--- START ---

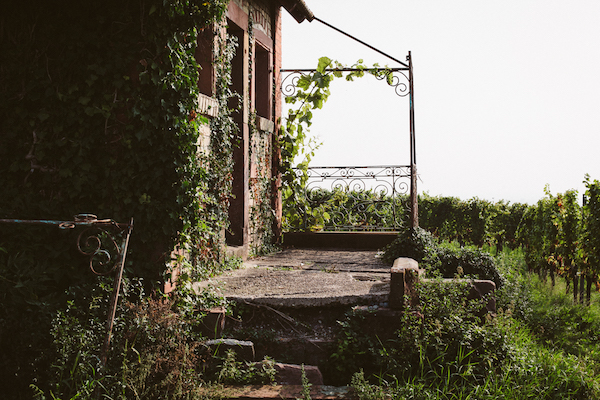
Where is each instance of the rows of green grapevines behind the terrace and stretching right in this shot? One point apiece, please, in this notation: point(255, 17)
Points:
point(559, 236)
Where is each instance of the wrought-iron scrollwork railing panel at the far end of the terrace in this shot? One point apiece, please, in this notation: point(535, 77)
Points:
point(373, 198)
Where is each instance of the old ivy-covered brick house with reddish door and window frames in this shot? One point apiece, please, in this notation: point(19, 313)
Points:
point(90, 119)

--- END ---

If a line in the material above holds the word "notation", count it, then give the total as a bare number.

SOLUTION FOR THIS PROBLEM ::
3